▶ **Instructions to follow**:
Reproduce everything from the start of the rows down to the line containing "box: [0, 3, 500, 117]", with both of those lines included.

◇ ◇ ◇ ◇ ◇

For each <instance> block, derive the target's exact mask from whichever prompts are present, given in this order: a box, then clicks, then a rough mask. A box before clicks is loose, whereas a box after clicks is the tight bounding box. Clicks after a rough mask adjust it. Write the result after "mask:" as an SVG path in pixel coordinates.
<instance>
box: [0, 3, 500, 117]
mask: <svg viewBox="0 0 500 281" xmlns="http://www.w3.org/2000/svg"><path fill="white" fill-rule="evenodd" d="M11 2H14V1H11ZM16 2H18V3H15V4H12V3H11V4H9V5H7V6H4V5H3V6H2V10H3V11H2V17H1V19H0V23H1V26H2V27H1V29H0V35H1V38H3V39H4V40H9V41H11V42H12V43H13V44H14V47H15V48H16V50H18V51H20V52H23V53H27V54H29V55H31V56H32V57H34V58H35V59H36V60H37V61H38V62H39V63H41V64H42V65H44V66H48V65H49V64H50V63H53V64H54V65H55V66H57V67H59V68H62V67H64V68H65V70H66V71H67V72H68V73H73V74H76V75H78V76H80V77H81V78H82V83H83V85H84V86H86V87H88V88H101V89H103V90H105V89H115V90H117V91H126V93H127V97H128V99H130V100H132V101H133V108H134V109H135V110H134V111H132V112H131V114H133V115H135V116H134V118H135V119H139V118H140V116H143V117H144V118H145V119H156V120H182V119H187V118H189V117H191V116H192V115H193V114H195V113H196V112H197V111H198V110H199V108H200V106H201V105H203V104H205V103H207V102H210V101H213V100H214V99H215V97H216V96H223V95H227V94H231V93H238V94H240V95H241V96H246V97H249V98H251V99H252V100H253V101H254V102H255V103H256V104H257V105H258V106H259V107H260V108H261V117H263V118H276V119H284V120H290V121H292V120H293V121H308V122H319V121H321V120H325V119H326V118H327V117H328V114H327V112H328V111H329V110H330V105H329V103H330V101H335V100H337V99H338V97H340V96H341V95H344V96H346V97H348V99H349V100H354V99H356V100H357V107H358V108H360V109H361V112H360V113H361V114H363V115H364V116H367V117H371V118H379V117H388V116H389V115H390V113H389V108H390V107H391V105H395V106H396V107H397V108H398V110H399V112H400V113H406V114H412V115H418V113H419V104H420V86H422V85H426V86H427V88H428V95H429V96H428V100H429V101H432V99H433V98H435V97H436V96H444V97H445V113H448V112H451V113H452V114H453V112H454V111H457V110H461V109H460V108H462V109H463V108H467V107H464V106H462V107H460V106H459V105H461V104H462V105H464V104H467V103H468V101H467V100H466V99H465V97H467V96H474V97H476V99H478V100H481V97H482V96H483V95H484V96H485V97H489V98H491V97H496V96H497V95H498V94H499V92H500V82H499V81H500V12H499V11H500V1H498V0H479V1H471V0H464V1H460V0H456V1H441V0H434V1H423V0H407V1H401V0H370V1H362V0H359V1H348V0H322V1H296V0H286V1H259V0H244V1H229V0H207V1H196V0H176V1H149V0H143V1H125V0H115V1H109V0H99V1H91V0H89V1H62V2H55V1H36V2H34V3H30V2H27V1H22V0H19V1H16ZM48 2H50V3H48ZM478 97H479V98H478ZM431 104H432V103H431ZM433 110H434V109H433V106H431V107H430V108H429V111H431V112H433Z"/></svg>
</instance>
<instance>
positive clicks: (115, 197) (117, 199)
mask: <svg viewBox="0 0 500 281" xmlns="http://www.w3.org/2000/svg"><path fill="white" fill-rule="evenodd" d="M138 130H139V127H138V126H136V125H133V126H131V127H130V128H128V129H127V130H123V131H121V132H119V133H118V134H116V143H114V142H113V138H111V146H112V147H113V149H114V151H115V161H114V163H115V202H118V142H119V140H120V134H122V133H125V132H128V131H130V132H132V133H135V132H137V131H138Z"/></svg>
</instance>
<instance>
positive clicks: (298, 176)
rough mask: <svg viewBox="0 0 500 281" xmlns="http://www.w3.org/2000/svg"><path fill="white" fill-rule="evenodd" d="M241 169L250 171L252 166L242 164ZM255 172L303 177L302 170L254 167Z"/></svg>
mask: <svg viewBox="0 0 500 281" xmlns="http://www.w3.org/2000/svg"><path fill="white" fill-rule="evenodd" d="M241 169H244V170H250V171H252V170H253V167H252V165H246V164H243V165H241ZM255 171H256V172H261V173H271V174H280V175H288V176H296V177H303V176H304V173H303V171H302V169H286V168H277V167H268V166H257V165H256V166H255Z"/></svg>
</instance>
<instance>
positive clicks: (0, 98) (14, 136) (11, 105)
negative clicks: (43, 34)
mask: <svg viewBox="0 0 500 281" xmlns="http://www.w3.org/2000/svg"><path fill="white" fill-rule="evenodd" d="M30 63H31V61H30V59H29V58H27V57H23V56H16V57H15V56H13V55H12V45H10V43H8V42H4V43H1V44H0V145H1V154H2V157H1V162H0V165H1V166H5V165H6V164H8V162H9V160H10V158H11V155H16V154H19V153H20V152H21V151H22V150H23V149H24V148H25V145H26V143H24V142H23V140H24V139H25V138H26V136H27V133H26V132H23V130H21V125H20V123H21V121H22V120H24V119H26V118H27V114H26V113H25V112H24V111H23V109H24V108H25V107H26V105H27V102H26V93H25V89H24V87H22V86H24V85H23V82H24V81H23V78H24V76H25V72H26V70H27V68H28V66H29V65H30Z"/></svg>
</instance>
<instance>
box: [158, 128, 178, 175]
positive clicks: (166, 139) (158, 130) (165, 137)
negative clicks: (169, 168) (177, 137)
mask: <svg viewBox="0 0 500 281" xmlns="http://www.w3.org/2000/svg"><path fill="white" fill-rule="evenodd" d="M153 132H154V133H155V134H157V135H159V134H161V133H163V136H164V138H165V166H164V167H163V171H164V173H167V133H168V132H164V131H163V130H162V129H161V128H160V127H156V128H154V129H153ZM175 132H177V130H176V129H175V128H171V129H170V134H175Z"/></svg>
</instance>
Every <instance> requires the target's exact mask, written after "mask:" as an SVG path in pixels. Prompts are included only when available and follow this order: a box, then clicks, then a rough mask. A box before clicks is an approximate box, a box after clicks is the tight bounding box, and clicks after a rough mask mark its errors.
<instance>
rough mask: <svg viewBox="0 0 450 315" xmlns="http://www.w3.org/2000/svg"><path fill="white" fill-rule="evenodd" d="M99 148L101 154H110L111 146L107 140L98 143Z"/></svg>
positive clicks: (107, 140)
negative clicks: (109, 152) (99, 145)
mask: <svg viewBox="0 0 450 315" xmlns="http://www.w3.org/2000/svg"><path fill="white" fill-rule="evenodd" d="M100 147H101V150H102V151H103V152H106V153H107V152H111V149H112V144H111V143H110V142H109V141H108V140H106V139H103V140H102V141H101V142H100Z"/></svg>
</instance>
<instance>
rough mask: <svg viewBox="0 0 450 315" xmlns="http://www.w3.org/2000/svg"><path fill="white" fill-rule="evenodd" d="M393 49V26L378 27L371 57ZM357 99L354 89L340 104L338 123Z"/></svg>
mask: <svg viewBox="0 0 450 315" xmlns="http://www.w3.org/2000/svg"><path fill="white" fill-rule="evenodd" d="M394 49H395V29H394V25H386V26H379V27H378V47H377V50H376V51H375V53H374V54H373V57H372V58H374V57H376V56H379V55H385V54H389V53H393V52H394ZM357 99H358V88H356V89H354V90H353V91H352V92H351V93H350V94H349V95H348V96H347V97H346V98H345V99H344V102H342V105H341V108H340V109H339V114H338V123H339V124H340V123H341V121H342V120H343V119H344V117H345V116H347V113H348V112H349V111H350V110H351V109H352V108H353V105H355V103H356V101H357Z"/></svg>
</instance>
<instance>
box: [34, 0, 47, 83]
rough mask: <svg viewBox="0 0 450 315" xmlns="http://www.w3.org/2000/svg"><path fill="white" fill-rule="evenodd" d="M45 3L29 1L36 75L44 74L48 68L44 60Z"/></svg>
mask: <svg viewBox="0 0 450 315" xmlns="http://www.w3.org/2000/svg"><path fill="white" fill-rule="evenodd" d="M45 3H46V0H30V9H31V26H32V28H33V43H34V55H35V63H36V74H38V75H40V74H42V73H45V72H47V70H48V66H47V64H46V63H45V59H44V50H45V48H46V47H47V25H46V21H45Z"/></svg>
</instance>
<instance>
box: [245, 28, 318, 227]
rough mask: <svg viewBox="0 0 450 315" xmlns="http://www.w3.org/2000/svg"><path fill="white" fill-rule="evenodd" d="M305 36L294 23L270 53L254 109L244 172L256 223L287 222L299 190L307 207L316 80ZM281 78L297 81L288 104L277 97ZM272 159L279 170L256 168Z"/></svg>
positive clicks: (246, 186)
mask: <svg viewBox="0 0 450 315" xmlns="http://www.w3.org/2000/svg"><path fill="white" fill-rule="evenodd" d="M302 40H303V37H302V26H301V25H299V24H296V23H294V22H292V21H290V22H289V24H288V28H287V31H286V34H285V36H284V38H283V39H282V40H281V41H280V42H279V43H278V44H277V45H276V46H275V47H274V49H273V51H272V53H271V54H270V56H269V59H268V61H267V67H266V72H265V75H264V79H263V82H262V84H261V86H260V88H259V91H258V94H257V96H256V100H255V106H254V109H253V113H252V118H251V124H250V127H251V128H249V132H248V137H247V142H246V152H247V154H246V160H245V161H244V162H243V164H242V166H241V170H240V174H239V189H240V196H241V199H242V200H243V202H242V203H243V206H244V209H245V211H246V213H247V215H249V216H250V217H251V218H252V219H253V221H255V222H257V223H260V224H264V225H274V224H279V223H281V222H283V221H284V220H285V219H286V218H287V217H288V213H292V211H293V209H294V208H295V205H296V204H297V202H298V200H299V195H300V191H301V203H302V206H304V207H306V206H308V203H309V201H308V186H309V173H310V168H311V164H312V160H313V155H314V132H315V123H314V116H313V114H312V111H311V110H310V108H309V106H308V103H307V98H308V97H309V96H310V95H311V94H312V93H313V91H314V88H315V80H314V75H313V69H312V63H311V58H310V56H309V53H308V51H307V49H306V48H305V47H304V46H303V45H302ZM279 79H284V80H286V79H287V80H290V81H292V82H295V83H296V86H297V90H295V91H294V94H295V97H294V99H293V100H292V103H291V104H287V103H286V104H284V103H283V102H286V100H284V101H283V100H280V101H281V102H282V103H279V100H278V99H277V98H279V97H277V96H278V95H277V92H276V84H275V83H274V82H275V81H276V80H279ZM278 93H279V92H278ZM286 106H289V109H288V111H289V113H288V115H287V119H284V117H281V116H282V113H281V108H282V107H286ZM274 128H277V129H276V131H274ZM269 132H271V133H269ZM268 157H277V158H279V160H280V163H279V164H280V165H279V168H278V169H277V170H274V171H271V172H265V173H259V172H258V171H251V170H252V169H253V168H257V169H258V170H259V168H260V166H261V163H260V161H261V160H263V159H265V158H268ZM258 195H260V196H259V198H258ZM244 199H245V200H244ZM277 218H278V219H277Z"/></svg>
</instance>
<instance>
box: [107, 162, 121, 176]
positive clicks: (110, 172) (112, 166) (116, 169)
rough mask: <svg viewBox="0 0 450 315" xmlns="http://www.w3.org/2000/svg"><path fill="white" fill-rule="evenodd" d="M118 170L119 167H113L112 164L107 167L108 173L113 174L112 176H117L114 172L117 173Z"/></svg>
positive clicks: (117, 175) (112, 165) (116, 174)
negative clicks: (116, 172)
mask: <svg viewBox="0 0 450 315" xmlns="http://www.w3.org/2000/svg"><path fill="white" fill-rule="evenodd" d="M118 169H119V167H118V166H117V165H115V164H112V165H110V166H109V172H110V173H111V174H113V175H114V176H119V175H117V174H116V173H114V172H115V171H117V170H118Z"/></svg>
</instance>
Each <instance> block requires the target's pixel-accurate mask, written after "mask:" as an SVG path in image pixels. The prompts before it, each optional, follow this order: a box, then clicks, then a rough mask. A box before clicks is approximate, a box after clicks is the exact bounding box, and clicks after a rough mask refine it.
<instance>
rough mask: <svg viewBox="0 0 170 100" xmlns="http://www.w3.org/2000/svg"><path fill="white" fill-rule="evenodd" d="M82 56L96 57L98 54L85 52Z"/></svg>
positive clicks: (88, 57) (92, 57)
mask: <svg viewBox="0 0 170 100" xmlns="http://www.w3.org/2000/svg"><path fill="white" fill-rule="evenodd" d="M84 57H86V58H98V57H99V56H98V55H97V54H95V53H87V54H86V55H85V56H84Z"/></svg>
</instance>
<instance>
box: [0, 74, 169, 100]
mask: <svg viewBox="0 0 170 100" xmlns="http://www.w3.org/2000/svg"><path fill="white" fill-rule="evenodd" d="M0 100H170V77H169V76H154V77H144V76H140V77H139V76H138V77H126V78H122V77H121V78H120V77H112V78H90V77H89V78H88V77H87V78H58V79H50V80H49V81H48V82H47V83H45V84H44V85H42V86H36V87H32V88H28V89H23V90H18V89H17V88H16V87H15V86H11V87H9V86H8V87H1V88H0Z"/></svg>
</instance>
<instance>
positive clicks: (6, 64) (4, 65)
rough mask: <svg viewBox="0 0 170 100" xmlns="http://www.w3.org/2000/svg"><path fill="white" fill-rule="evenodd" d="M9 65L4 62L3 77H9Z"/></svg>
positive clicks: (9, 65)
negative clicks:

◇ ◇ ◇ ◇ ◇

▶ **Written reply**:
For each <instance> block, derive the target's exact mask from whichever prompts are present, given in this order: a box, then clicks, then a rough mask. A box before clicks is loose, whereas a box after clicks is the tight bounding box. Clicks after a rough mask adjust it. Write the result after "mask:" as an SVG path in pixel coordinates.
<instance>
box: [0, 3, 500, 117]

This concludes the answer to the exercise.